-- Task prompt --
An exact copy of all records is expected, minus the images.

Source records

──────

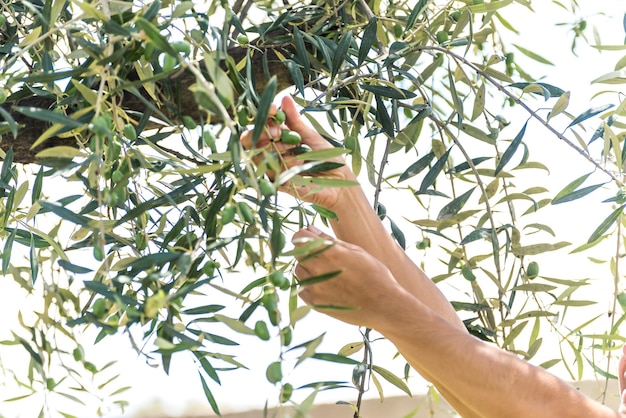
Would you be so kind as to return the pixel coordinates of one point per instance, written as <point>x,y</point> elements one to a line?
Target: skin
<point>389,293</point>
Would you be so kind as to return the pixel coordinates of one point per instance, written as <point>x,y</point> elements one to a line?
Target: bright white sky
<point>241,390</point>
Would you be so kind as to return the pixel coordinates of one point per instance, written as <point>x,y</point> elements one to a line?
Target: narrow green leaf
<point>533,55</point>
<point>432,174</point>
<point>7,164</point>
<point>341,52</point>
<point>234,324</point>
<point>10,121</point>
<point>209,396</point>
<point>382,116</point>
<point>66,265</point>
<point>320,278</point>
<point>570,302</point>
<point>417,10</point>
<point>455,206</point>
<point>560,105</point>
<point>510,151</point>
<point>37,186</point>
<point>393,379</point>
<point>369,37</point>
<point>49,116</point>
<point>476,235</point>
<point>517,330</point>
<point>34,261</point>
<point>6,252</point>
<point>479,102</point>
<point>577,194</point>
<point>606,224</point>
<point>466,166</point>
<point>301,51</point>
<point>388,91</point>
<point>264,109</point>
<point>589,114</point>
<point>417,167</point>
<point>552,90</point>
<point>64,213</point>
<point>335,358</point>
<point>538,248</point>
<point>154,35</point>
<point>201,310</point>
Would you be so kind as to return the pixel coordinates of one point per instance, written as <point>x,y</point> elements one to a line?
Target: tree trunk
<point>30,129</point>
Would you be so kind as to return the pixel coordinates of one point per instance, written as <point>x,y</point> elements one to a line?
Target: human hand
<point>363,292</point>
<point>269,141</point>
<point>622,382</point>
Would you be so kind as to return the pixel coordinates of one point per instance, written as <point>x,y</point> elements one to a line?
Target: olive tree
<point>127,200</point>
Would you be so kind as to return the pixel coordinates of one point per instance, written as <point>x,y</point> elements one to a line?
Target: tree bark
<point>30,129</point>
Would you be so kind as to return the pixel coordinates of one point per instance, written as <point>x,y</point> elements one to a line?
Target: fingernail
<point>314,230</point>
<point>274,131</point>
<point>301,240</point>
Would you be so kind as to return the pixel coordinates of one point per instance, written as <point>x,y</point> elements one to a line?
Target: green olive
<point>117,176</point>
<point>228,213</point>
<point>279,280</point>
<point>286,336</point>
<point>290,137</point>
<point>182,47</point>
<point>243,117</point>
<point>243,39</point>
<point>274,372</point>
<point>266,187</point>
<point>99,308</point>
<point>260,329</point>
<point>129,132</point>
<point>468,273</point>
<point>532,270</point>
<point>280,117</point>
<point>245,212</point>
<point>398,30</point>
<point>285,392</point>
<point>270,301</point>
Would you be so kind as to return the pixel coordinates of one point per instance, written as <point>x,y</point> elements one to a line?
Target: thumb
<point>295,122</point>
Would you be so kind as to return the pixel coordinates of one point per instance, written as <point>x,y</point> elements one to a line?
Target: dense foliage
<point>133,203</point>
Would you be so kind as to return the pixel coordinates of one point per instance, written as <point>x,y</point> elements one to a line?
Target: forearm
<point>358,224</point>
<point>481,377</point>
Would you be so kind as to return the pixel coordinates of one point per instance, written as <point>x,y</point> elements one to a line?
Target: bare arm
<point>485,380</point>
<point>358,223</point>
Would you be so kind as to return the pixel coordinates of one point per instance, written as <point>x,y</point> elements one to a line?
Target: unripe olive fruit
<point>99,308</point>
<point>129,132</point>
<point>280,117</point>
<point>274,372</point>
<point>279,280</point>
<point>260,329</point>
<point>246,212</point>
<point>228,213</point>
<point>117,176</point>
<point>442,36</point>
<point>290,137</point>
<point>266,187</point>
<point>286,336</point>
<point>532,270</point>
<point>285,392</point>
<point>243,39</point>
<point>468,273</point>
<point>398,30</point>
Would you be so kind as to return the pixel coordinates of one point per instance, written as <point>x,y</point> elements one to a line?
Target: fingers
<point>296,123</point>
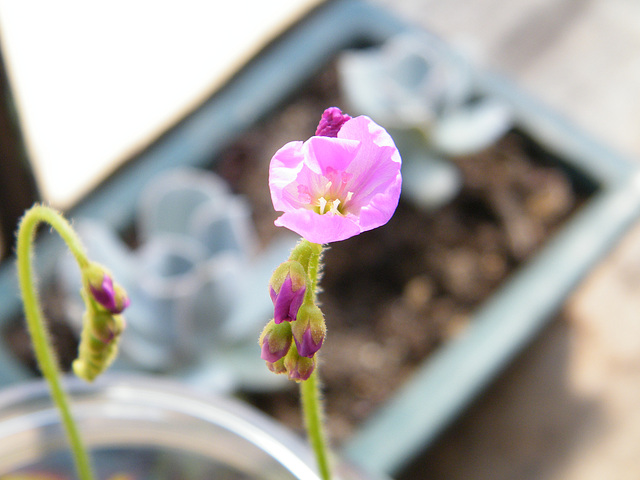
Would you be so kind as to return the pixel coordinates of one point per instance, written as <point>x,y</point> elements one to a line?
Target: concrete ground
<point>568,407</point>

──────

-- Written solution --
Would you be so kind as to return the pixel coordinates of one point per instance, written as <point>x,y</point> elements one to a line?
Target: skin
<point>389,293</point>
Would you be so kind as to return the pixel coordinates of one point per instance, written as <point>x,y</point> elements one to a line?
Target: bright white sky
<point>241,390</point>
Would you be so kind as to return the pixel coordinates of one point per instance, written as <point>x,y</point> elements one to a line?
Target: narrow green leaf
<point>533,55</point>
<point>432,174</point>
<point>7,164</point>
<point>341,52</point>
<point>234,324</point>
<point>10,121</point>
<point>209,396</point>
<point>382,116</point>
<point>66,265</point>
<point>320,278</point>
<point>570,302</point>
<point>417,10</point>
<point>455,206</point>
<point>560,105</point>
<point>510,151</point>
<point>37,186</point>
<point>393,379</point>
<point>369,37</point>
<point>49,116</point>
<point>476,235</point>
<point>517,330</point>
<point>34,261</point>
<point>6,252</point>
<point>479,102</point>
<point>577,194</point>
<point>606,224</point>
<point>466,166</point>
<point>301,51</point>
<point>388,91</point>
<point>264,109</point>
<point>589,114</point>
<point>417,167</point>
<point>552,90</point>
<point>64,213</point>
<point>335,358</point>
<point>538,248</point>
<point>154,35</point>
<point>201,310</point>
Would you be so kind as to return the pixel coordinates of one point per instance, written as <point>x,y</point> elements one to a line?
Target: tree trunk
<point>30,129</point>
Would you be so kind as to return the pixel coordinates of one point per instance, written as <point>x,y</point> elements one to a line?
Target: human hand
<point>363,292</point>
<point>269,141</point>
<point>622,382</point>
Would you be so kind as to return the pixel coordinates of one point per instance, written as <point>x,y</point> elements one to a line?
Target: olive tree
<point>127,200</point>
Would you be so kind as to return the pixel coordinates of one point per instance, written as <point>x,y</point> elements one to a line?
Target: tree bark
<point>30,129</point>
Would you be so kind as to return the pixel coordinates of one point per instance, written as <point>x,y</point> elements one to a line?
Target: fingernail
<point>314,230</point>
<point>274,131</point>
<point>301,240</point>
Would you be so kind as to return the pixel coordinates of one point per instance, written as <point>x,y</point> elements one to a line?
Target: green olive
<point>117,176</point>
<point>228,213</point>
<point>279,280</point>
<point>286,336</point>
<point>290,137</point>
<point>182,47</point>
<point>243,117</point>
<point>243,39</point>
<point>274,372</point>
<point>266,187</point>
<point>99,308</point>
<point>260,329</point>
<point>129,132</point>
<point>468,273</point>
<point>532,270</point>
<point>280,117</point>
<point>245,212</point>
<point>398,30</point>
<point>285,392</point>
<point>270,301</point>
Would you be so kind as to return the pixel coordinates of one point per instance, written as <point>x,y</point> elements one to a line?
Target: thumb
<point>295,122</point>
Would you be so kind as to return the pixel coordinates of one point per instance, written as <point>x,y</point> elements one to a line?
Target: dense foliage
<point>133,203</point>
Would you be so kind as to return the pixel coordinates of one point per instance, written as <point>x,y</point> elements one to a line?
Target: forearm
<point>358,224</point>
<point>481,377</point>
Would you be so kind as to return the pixel coordinates of one point per instance, written as <point>x,y</point> elements one to a line?
Target: bare arm
<point>485,380</point>
<point>358,223</point>
Would you be so kind as to return the pixel coordinates of one point per instance, written as <point>x,y</point> elements one to a line?
Target: unripe olive fruit
<point>99,308</point>
<point>129,132</point>
<point>280,117</point>
<point>274,372</point>
<point>279,280</point>
<point>260,329</point>
<point>246,212</point>
<point>228,213</point>
<point>117,176</point>
<point>442,36</point>
<point>290,137</point>
<point>266,187</point>
<point>286,336</point>
<point>532,270</point>
<point>285,392</point>
<point>243,39</point>
<point>468,273</point>
<point>398,30</point>
Would you be so kind as to return the pixel coordinates of one point per instance, written as <point>x,y</point> elements one to a line?
Target: fingers
<point>296,123</point>
Would you be so kind as to return the pixel coordinates of one point per instance, written as <point>x,y</point> elements one to a line?
Target: concrete ground
<point>568,407</point>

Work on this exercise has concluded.